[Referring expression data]
########################################

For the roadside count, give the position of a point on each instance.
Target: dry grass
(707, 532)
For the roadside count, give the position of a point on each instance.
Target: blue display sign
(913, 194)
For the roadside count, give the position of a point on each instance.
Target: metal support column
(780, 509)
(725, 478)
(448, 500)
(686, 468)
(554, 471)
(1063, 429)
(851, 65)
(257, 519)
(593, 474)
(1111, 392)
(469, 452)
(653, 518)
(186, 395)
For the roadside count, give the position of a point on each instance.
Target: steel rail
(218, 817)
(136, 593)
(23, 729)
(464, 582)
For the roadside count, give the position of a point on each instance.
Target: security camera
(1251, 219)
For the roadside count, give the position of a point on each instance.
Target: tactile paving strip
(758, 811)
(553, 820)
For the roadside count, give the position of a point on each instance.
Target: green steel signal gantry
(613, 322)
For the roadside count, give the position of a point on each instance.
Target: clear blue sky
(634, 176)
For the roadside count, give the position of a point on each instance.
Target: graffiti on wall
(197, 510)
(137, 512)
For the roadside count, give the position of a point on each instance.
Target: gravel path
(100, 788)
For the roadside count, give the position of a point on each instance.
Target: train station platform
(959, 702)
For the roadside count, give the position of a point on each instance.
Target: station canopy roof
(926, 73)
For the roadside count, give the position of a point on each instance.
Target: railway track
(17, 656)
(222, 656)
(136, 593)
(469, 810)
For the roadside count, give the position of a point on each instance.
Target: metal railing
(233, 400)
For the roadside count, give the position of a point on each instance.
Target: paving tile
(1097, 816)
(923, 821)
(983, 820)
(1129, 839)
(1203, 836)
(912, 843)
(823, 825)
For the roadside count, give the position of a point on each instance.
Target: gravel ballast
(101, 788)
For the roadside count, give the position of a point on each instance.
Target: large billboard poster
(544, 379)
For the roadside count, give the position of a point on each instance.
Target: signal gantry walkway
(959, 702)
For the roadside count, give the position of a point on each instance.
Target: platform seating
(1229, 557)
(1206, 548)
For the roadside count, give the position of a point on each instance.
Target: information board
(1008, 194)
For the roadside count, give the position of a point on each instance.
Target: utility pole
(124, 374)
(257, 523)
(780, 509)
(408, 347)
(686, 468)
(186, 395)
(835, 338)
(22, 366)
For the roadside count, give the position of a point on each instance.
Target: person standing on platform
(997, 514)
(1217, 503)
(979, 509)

########################################

● **TASK STATEMENT**: Repeat the data verbatim.

● **TASK ANSWER**:
For the roadside count, give the position of a point on each instance.
Target: dry grass
(707, 532)
For the roadside count, give the position of a point on each instance.
Target: blue display sign
(913, 194)
For the roadside count, give the position of a point on each instance.
Target: metal support column
(780, 509)
(725, 478)
(448, 500)
(686, 468)
(554, 471)
(1063, 429)
(851, 65)
(257, 519)
(593, 474)
(1111, 392)
(469, 452)
(653, 518)
(186, 395)
For the roadside count, give the position of a point on each instance.
Target: steel rail
(218, 817)
(136, 593)
(23, 729)
(464, 582)
For the roadside count, give the position of a point on each instance.
Target: security camera
(1251, 219)
For the roadside count, give the position of a point on each instance.
Target: tactile paving strip
(758, 811)
(553, 820)
For the roadside count, give the position of a point on each instance.
Target: green steel signal gantry
(613, 322)
For the roadside count, give the position of a point on each instance.
Target: clear blue sky
(634, 176)
For the roadside count, give the position of a point on each instance.
Target: graffiti on wall
(197, 510)
(137, 512)
For the roadside count, give the position of a point on each instance.
Target: gravel path
(100, 788)
For the roadside count, give the position of a point on each instance.
Target: train station platform
(959, 702)
For the roadside count, give the position of a point on each instance.
Target: station canopy roof
(926, 73)
For the roadside count, give the position of a point on each instance.
Target: railway track
(17, 656)
(222, 656)
(136, 593)
(469, 810)
For the roadside count, give the position of a point on each instance.
Target: metal railing
(233, 400)
For the roadside count, give the position of a point on each instance.
Target: paving tile
(1097, 816)
(923, 821)
(983, 820)
(1129, 839)
(1203, 836)
(912, 843)
(823, 825)
For the roadside count, give the position of a point on each instance.
Target: gravel ballast
(101, 788)
For the roadside count, give the position of a point on each instance.
Target: large billboard poster
(544, 379)
For the roadside count, give the position of a point on each instance.
Target: signal gantry walkway
(959, 702)
For the roadside count, give the position of a point on each instance.
Target: platform seating
(1229, 557)
(1206, 548)
For the roadside count, give the position of a point on each instance.
Target: information board
(1008, 194)
For the roadside count, give the position of a point on each instance.
Target: utility pole
(124, 374)
(257, 523)
(780, 509)
(408, 347)
(686, 468)
(186, 395)
(835, 338)
(22, 366)
For the roadside count, give the position of a point on each instance.
Target: person standing on platform
(997, 514)
(1217, 503)
(979, 509)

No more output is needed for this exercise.